=== Instructions to follow ===
Restate the entries word for word, omitting nothing.

☆ ☆ ☆ ☆ ☆ ☆ ☆

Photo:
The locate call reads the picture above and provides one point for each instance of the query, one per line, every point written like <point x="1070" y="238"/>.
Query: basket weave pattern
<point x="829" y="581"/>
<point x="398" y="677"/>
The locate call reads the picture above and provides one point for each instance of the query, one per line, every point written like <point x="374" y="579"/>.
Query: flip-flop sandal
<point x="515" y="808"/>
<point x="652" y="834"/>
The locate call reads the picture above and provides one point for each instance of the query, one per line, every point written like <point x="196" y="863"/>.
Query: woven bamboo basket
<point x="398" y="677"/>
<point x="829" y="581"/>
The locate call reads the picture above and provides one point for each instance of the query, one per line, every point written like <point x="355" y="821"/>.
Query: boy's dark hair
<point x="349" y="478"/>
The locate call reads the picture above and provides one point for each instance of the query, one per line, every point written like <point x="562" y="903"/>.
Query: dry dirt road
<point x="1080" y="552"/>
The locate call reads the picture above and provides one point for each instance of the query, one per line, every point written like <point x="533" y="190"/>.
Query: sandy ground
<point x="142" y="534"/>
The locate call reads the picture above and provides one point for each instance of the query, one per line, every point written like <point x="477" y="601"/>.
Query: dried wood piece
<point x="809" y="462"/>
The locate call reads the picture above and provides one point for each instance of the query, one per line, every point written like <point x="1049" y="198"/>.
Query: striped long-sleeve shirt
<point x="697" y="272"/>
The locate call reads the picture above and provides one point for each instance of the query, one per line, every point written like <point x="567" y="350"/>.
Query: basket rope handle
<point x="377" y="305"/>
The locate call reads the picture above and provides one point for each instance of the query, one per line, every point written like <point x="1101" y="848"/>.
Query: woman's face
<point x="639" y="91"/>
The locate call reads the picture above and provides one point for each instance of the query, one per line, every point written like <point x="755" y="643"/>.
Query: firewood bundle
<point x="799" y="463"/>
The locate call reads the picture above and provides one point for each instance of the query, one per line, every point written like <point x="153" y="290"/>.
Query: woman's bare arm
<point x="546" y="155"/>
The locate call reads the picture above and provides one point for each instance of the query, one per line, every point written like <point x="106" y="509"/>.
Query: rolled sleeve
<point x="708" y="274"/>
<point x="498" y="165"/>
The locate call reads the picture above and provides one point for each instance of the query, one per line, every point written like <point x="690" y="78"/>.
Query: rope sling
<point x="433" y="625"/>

☆ ☆ ☆ ☆ ☆ ☆ ☆

=== Exercise solution ===
Photo:
The locate call reads the picture above and provides one point for each instance of the query, one per line, every point written like <point x="1070" y="238"/>.
Query: basket weave pattern
<point x="829" y="581"/>
<point x="398" y="677"/>
The locate call reads the picture above and provides one point for each instance of the query, one per line, every point written like <point x="374" y="579"/>.
Query: flip-flop sandal
<point x="515" y="808"/>
<point x="652" y="834"/>
The locate call reads the picture above and provides one point for each instance of the query, one per line, every point written like <point x="196" y="863"/>.
Query: woven bamboo basket
<point x="398" y="677"/>
<point x="829" y="581"/>
The locate call reads the picture above and provides one point for each instance of the query, one per line, every point written like <point x="355" y="821"/>.
Query: boy's dark hair
<point x="349" y="478"/>
The locate call reads the picture above and provides one point for each instance of the query, one per line, every point written like <point x="562" y="903"/>.
Query: dry dirt road
<point x="1080" y="552"/>
The locate call reads the picture above and provides one point for each instance of the query, one per line, every point written like <point x="533" y="190"/>.
Query: sandy ground
<point x="142" y="534"/>
The locate call reads the picture above and provides one point for each instance of the query, one per line, every point written like <point x="477" y="601"/>.
Query: dried wood piece
<point x="809" y="462"/>
The locate call reads the picture above and provides one point for each instance of the query, one per line, every point written like <point x="1049" y="198"/>.
Query: striped long-sleeve shirt
<point x="697" y="272"/>
The locate call reads the picture above and provides one point for each instance of the query, one per line, every point written like <point x="567" y="350"/>.
Query: basket rope handle
<point x="377" y="305"/>
The locate call reads the picture above and provides one point for each instance of the query, one per line, every point written like <point x="1101" y="848"/>.
Query: woman's face
<point x="639" y="91"/>
The locate call reads the picture above and provides one point for each instance of the query, one per line, every point written like <point x="755" y="643"/>.
Query: firewood bundle
<point x="799" y="463"/>
The locate call reads the picture above and provides one point for each instance of the query, one per line, every point written like <point x="153" y="290"/>.
Query: woman's bare arm
<point x="546" y="155"/>
The locate call reads the picture above and provides one point for each instance of the query, one per line, every point written like <point x="106" y="509"/>.
Query: rolled sleeve
<point x="708" y="274"/>
<point x="498" y="165"/>
The locate call reads the picture above and provides one point for each instance of the query, one per line, every point written like <point x="690" y="78"/>.
Query: rope sling
<point x="433" y="625"/>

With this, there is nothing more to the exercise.